THE TASK: Write out every entry again exactly as it stands.

DATASET CONTENT:
+===+
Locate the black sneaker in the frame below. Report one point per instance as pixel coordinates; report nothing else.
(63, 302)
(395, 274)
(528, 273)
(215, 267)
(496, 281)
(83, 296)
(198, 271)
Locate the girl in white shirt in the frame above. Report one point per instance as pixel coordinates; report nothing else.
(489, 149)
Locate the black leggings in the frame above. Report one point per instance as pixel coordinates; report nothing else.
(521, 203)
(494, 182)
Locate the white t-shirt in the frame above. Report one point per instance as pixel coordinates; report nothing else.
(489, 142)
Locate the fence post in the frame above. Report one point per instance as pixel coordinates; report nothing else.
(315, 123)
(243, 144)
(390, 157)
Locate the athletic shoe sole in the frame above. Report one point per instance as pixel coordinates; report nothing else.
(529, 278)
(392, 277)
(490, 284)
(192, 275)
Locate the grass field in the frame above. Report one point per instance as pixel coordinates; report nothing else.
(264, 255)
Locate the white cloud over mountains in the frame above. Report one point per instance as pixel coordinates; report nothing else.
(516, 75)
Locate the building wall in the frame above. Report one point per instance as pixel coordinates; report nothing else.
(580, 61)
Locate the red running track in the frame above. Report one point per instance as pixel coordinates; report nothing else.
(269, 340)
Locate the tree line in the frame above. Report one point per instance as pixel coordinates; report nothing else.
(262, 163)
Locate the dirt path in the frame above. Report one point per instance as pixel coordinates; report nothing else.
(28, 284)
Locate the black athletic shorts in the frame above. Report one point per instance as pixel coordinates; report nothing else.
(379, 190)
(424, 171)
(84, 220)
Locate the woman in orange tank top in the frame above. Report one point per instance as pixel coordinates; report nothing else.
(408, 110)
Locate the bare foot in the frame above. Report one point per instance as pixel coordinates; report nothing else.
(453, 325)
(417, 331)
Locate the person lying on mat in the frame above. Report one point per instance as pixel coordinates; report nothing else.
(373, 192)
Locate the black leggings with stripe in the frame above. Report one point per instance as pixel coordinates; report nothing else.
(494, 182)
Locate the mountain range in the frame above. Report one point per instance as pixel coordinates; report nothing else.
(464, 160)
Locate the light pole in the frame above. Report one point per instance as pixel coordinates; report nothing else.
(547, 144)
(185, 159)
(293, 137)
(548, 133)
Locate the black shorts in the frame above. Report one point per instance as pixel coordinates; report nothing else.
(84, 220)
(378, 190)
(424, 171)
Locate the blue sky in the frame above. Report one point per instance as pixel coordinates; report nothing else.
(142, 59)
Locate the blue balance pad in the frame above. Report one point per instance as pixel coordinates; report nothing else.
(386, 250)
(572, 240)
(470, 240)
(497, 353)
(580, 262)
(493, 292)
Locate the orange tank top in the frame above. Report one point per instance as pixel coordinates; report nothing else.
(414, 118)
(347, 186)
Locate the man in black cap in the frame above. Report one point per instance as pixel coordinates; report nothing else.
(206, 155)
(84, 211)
+===+
EXERCISE SOLUTION:
Locate the black sneaker in the frame below. Report one point per instance as pixel coordinates; report nothing else.
(63, 302)
(395, 274)
(528, 273)
(215, 267)
(496, 281)
(83, 296)
(198, 271)
Locate the girl in white shirt in the frame above. Report one point per instance as pixel coordinates; report nothing else.
(489, 149)
Locate the black leggings in the frame above. Report one point per instance as pixel coordinates; report nothing else.
(521, 203)
(494, 182)
Locate the white t-shirt in the frame above. Report one point per instance as pixel coordinates; report nothing else.
(489, 142)
Locate the fence post in the frame above. Report one point per instance as pixel coordinates; report nothing else.
(315, 123)
(243, 144)
(390, 157)
Locate the athletic shoe sole in the frame above. Report one point per instance as pixel coordinates; report nothing else.
(529, 278)
(392, 277)
(490, 284)
(192, 275)
Locate the grass field in the frame above. Report one point per instance as pixel coordinates; report nothing else.
(264, 255)
Locate the white cloud over mountains in the frame above. Report one point per instance as pixel coordinates; report nothing else.
(516, 75)
Locate the building wall in the frame above. Report one point per instance as pixel coordinates; report nothing else.
(580, 61)
Locate the red running track in the frame above. Report one point per instance as pixel coordinates; report nothing else.
(269, 340)
Locate the tree line in the frame above. Report one point per instance as pixel coordinates; report nothing else.
(262, 163)
Locate the dirt path in the frame above. Report one point per instance as pixel coordinates; report nothing else.
(28, 284)
Locate the black athletic shorts in the frame above. Report one point per instance as pixel coordinates; report nothing else.
(379, 190)
(424, 171)
(84, 220)
Locate the woman in orange tank top in the frame above. Report one point per instance as pixel coordinates; report nothing else.
(408, 110)
Locate the bare foot in the frame above. Report one point per instance as pixel coordinates; report nothing else.
(453, 325)
(417, 331)
Locate the person lying on mat in the frame above. Report one point per instance as pixel coordinates; report nothing else.
(373, 192)
Locate the black leggings with stripe in the frame above. Report one point per instance as pixel coordinates; report nothing else.
(494, 182)
Locate the mountain range in the frame above. Report one point per instance as pixel coordinates; report nothing else.
(464, 160)
Locate the light pole in the frame above. Report one point per instance as pixel coordinates; report nothing else.
(547, 144)
(185, 159)
(293, 137)
(548, 133)
Locate the black shorts in the frame above. Report one point per instance as pixel coordinates; report nothing else.
(84, 220)
(378, 190)
(424, 171)
Locate the blue sky in the frame above. Report one point per instance as pixel coordinates; report nothing else.
(142, 59)
Locate the blue balance pad in the frame above. Report one point per instance as pixel coordinates; report nothing else.
(386, 250)
(572, 240)
(470, 240)
(497, 353)
(580, 262)
(493, 292)
Locate the orange tank top in the frame above. Report one point per instance as pixel coordinates; report nothing else.
(414, 118)
(347, 186)
Locate the man in black cap in the frame above. Report one point per instance as pixel coordinates; report nothing else.
(206, 155)
(84, 211)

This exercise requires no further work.